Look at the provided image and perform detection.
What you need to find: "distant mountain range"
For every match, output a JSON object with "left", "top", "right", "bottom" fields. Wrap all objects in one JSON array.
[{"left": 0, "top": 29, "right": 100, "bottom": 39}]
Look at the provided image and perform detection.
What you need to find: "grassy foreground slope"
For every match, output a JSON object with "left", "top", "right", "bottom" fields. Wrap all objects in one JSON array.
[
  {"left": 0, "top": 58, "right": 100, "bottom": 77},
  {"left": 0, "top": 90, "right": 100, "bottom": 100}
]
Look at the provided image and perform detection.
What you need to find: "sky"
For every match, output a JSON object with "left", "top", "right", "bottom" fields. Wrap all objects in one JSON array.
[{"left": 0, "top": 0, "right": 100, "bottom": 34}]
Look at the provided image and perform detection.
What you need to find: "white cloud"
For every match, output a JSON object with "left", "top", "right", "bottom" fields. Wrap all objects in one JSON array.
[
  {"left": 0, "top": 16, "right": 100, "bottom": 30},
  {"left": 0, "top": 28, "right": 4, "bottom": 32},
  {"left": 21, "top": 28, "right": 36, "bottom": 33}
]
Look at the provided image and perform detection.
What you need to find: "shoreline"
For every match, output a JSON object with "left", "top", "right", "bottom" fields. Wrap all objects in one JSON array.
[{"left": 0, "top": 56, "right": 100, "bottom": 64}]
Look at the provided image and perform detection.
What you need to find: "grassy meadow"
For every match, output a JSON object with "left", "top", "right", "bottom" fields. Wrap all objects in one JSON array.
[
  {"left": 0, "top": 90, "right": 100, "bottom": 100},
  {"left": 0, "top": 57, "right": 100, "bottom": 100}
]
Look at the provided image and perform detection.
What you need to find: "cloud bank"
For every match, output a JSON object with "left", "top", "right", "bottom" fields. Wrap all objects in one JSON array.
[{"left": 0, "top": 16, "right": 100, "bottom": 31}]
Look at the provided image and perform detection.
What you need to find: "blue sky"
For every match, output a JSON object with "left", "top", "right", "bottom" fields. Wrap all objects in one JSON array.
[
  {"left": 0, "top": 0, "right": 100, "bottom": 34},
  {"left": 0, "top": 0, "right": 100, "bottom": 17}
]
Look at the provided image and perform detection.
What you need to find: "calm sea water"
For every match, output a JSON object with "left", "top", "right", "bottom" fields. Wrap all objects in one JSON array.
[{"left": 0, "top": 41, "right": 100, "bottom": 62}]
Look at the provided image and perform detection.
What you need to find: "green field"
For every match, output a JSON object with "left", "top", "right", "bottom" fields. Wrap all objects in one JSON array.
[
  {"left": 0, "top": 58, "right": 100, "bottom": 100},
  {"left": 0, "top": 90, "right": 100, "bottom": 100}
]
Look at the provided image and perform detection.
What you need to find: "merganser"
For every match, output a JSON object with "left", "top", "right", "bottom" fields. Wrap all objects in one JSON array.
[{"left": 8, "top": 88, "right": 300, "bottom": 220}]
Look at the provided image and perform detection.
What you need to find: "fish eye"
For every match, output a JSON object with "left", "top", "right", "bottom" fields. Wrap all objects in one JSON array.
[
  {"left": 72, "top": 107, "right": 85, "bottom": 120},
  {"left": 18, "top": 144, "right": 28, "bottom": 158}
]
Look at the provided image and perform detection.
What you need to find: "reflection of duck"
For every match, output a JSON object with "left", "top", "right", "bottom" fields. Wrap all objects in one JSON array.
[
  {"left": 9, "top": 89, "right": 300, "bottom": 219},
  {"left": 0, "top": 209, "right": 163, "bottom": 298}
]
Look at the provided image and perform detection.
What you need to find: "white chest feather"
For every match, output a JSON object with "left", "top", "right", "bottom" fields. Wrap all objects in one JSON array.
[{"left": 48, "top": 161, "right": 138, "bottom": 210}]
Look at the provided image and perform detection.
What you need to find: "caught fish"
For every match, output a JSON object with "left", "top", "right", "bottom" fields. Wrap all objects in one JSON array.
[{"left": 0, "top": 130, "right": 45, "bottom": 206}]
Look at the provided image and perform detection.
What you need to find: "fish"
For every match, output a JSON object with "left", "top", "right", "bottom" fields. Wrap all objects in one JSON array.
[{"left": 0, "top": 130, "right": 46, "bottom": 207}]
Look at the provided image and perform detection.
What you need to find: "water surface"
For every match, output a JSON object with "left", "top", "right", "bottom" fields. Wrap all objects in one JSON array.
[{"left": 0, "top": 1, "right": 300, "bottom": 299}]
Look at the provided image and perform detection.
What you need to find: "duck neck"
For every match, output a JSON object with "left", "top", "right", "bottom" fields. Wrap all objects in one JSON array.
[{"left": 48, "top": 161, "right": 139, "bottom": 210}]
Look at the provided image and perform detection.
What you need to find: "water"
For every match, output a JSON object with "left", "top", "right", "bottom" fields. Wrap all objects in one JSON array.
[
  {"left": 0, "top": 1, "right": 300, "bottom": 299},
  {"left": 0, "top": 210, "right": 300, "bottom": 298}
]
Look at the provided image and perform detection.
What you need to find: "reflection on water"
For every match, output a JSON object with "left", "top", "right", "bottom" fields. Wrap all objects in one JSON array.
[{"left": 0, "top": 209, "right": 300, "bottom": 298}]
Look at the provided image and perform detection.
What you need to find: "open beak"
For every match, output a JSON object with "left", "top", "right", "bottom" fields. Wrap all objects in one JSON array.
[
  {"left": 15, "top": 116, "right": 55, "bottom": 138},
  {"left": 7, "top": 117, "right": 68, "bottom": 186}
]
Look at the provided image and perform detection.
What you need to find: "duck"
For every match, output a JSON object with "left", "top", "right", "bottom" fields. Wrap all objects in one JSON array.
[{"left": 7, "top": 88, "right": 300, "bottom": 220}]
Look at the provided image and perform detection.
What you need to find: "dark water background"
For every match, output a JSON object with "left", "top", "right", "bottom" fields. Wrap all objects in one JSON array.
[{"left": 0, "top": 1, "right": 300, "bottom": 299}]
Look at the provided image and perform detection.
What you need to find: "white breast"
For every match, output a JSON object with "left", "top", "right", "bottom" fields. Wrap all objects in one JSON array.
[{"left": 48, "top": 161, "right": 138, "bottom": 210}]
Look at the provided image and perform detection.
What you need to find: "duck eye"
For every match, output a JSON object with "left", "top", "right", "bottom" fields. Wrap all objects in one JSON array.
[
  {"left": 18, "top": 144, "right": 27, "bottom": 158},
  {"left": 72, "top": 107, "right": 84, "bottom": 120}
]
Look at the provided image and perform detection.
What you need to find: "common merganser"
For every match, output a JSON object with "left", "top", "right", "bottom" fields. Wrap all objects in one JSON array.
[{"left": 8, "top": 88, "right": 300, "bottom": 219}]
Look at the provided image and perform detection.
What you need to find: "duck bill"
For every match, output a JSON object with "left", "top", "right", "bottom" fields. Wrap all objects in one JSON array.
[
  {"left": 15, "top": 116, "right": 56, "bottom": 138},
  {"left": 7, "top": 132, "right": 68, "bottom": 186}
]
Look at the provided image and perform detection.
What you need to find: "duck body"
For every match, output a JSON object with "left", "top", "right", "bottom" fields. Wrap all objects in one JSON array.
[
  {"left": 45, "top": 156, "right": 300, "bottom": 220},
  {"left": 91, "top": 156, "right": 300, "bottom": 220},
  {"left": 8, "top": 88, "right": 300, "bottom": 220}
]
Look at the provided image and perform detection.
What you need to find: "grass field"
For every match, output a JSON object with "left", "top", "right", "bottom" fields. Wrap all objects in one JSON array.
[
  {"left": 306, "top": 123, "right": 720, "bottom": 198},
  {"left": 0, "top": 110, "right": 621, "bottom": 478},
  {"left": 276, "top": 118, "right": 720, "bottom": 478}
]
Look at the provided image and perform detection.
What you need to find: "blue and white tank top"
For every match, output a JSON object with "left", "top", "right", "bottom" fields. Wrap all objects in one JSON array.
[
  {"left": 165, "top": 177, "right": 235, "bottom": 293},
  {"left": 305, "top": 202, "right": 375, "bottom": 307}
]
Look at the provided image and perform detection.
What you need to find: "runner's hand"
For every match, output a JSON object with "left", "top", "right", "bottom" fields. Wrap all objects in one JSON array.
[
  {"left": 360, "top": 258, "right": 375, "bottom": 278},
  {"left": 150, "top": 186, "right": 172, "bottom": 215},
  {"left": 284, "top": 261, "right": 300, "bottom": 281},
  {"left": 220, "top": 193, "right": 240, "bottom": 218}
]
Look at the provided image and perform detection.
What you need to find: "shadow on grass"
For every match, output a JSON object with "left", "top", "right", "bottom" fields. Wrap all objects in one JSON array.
^^^^^^^^^^^^^^^^
- _TO BE DONE_
Pull out every line of the items above that contains the word "merganser", matching case exactly.

- _RESULT_
What you need to find: "merganser"
What you need to find: "common merganser"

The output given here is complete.